CHALLENGE:
Please explain, in one to three sentences, why the data set description says the substrate observations from the underwater video were converted into CMECS induration classes.

EXTRACT TO READ:
▬▬▬▬▬▬▬▬▬▬

What does this data set describe?

Title: Seafloor character offshore of the Eel River, California
Abstract:
Seafloor character, a combination of seafloor induration (surface hardness) and rugosity, was derived from multibeam echosounder (MBES) and annotated underwater video data collected offshore of the Eel River, California. The MBES and underwater video data were collected in support of the U.S. Geological Survey (USGS) California Seafloor Mapping Program, under a collaboration with the California State University Monterey Bay Seafloor Mapping Lab, the California Ocean Protection Council, and the National Oceanic and Atmospheric Administration (NOAA). Substrate observations from the underwater video were translated into Coastal and Marine Ecological Classification Standard (CMECS; Federal Geographic Data Committee, 2012) induration classes to use as training for a supervised numerical classification of the MBES data. The seafloor character raster is provided as a 2-meter resolution GeoTIFF.
Supplemental_Information:
Additional information about the USGS field activity from which some of these data were derived is available online at:
https://cmgds.marine.usgs.gov/fan_info.php?fan=C109NC https://cmgds.marine.usgs.gov/fan_info.php?fan=C210NC
Any use of trade, product, or firm names is for descriptive purposes only and does not imply endorsement by the U.S. Government.
Although this Federal Geographic Data Committee-compliant metadata file is intended to document the data set in nonproprietary form, as well as in Esri format, this metadata file may include some Esri-specific terminology.
  1. How might this data set be cited?

▬▬▬▬▬▬▬▬▬▬

Region annotation items
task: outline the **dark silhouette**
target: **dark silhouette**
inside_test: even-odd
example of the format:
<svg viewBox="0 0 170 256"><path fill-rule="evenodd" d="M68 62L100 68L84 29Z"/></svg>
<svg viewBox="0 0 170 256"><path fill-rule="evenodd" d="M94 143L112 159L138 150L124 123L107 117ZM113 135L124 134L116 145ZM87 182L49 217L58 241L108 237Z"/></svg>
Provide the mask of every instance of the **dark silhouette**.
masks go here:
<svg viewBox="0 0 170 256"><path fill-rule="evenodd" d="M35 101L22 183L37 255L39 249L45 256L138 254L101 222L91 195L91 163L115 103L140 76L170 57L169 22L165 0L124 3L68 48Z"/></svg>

▬▬▬▬▬▬▬▬▬▬

RESPONSE TO THIS EXERCISE:
They were translated into Coastal and Marine Ecological Classification Standard (CMECS) induration classes so they could serve as training for a supervised numerical classification of the multibeam echosounder (MBES) data.